PARTS OF THE EXERCISE
1. According to the Word Mover's Embedding text, what motivated the authors' approach? Answer in one to three sentences.
2. According to the Word Mover's Embedding text, what student work did the approach assess meaningfully?
3. Reproduce the part of the Word Mover's Embedding text that begins at the words "Interpretable contrastive word" and stops after "in educational contexts.".

##### DOCUMENT TEXT #####

Interpretable contrastive word mover's embedding
It addresses the need for interpretable NLP methods in the novel domain of assessing student scientific writing and thinking, which is incremental by adding interpretability to an existing approach.
The paper tackles the problem of enhancing document embeddings for classification by adding interpretability to contrastive Word Mover's Embedding, resulting in significant improvements over baselines on public datasets and enabling meaningful assessment of student lab reports in educational contexts.
This paper shows that a popular approach to the supervised embedding of documents for classification, namely, contrastive Word Mover's Embedding, can be significantly enhanced by adding interpretability. This interpretability is achieved by incorporating a clustering promoting mechanism into the contrastive loss. On several public datasets, we show that our method improves significantly upon existing baselines while providing interpretation to the clusters via identifying a set of keywords that are the most representative of a particular class. Our approach was motivated in part by the need to develop Natural Language Processing (NLP) methods for the \textit{novel problem of assessing student work for scientific writing and thinking} - a problem that is central to the area of (educational) Learning Sciences (LS). In this context, we show that our approach leads to a meaningful assessment of the student work related to lab reports from a biology class and can help LS researchers gain insights into student understanding and assess evidence of scientific thought processes.

##### EXTRACTED DATA #####

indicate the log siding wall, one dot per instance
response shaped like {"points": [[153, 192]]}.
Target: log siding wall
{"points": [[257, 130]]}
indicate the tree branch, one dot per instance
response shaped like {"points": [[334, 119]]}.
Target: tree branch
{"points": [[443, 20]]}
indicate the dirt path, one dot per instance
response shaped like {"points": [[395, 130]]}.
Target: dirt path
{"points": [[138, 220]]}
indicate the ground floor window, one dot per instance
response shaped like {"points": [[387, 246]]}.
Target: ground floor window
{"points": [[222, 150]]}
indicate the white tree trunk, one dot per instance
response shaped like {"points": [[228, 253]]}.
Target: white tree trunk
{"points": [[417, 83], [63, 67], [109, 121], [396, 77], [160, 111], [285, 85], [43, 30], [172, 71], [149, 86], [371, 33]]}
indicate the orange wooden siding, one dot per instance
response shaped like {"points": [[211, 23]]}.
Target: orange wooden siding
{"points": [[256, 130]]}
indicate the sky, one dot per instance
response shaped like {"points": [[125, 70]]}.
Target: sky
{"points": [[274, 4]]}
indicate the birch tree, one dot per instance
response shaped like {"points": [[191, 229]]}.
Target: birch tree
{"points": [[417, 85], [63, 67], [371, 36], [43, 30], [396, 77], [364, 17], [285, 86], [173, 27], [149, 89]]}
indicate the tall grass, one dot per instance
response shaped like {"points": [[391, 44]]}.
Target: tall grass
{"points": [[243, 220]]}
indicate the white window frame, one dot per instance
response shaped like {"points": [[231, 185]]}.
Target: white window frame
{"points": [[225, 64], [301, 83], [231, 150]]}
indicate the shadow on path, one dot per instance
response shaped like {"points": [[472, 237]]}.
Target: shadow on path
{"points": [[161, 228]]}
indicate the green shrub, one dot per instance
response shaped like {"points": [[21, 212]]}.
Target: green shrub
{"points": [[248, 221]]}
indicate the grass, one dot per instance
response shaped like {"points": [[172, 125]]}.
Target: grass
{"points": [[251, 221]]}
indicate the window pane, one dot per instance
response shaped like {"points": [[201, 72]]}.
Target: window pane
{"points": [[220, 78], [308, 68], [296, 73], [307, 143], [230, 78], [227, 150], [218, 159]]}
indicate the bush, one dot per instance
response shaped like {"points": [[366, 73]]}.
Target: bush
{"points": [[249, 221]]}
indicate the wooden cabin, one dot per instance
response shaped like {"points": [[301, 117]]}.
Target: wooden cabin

#####

ANSWERS
1. The approach was motivated in part by the need to develop Natural Language Processing methods for the novel problem of assessing student work for scientific writing and thinking. That problem is central to the area of (educational) Learning Sciences.

2. Lab reports from a biology class.

3.
Interpretable contrastive word mover's embedding
It addresses the need for interpretable NLP methods in the novel domain of assessing student scientific writing and thinking, which is incremental by adding interpretability to an existing approach.
The paper tackles the problem of enhancing document embeddings for classification by adding interpretability to contrastive Word Mover's Embedding, resulting in significant improvements over baselines on public datasets and enabling meaningful assessment of student lab reports in educational contexts.